AIM OF THE EXERCISE
In all of the records below, rename "detect_cli" to "find_objects" and leave everything else unchanged.

Records on locating named things
** begin **
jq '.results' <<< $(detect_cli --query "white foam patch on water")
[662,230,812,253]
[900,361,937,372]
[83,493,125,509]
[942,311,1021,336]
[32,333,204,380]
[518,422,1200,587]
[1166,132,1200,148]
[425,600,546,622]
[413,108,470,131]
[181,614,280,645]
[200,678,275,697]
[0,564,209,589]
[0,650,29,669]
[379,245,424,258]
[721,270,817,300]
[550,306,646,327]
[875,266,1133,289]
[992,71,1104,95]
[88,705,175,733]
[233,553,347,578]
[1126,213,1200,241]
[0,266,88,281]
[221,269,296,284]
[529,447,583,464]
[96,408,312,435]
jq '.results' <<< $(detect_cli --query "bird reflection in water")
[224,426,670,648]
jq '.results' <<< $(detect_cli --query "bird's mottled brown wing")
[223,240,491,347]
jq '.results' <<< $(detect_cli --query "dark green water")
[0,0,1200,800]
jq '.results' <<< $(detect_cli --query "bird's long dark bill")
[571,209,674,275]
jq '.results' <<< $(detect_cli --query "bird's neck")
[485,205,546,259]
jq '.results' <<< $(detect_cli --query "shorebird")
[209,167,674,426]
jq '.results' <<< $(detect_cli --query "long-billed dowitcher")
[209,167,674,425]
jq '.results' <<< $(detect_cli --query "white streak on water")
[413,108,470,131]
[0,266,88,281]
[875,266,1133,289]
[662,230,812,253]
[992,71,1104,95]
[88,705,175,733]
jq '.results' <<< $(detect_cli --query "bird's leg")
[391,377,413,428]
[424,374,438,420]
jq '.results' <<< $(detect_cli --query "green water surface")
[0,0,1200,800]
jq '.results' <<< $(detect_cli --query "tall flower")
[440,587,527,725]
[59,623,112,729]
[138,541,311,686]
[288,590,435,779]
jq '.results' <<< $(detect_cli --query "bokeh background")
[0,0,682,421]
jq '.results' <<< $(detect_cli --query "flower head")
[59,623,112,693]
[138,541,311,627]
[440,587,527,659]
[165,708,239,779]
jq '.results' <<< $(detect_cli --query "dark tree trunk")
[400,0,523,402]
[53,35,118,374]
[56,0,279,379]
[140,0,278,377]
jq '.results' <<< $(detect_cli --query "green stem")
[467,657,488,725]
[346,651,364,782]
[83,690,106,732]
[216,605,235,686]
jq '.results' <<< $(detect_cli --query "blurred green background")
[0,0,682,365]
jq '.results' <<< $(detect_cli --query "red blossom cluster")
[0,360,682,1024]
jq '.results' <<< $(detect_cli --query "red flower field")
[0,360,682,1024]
** end **
WRITTEN RESPONSE
jq '.results' <<< $(find_objects --query "white foam patch on water")
[662,230,812,253]
[900,361,937,372]
[83,493,125,509]
[942,311,1021,336]
[32,333,204,380]
[518,422,1200,587]
[1166,132,1200,148]
[425,600,546,622]
[413,108,470,131]
[181,614,280,645]
[200,678,275,697]
[0,564,209,589]
[0,650,29,669]
[379,245,424,258]
[721,270,817,300]
[550,306,646,327]
[875,266,1133,289]
[992,71,1104,95]
[88,705,175,733]
[233,553,347,578]
[1126,213,1200,241]
[0,266,88,281]
[221,269,296,284]
[529,447,583,464]
[96,408,312,435]
jq '.results' <<< $(find_objects --query "bird reflection in water")
[224,426,670,648]
jq '.results' <<< $(find_objects --query "bird's mottled brown wing")
[223,240,491,347]
jq '.results' <<< $(find_objects --query "dark green water")
[0,0,1200,800]
jq '.results' <<< $(find_objects --query "bird's long dark bill")
[571,209,674,275]
jq '.results' <<< $(find_objects --query "bird's neck")
[485,205,546,259]
jq '.results' <<< $(find_objects --query "shorebird")
[209,167,674,426]
jq '.results' <<< $(find_objects --query "long-billed dowitcher")
[209,167,674,425]
jq '.results' <<< $(find_objects --query "white streak on water")
[413,108,470,131]
[0,266,88,281]
[875,266,1133,289]
[662,230,812,253]
[992,71,1104,95]
[88,705,175,733]
jq '.results' <<< $(find_objects --query "bird's leg")
[391,377,413,428]
[424,374,438,420]
jq '.results' <<< $(find_objects --query "green water surface")
[0,0,1200,800]
jq '.results' <<< $(find_objects --query "tall flower")
[440,587,527,725]
[59,623,112,729]
[138,541,311,686]
[288,590,435,779]
jq '.results' <<< $(find_objects --query "bokeh background")
[0,0,682,421]
jq '.results' <<< $(find_objects --query "flower head")
[59,623,112,693]
[138,541,311,627]
[440,587,527,659]
[165,708,239,779]
jq '.results' <<< $(find_objects --query "dark tree trunk")
[400,0,523,402]
[53,35,118,374]
[56,0,279,379]
[140,0,278,377]
jq '.results' <<< $(find_objects --query "green stem")
[467,657,488,725]
[346,651,364,782]
[83,690,106,732]
[216,605,235,686]
jq '.results' <<< $(find_objects --query "blurred green background")
[0,0,682,365]
jq '.results' <<< $(find_objects --query "red blossom cluster")
[0,360,682,1024]
jq '.results' <<< $(find_objects --query "red flower field")
[0,360,682,1024]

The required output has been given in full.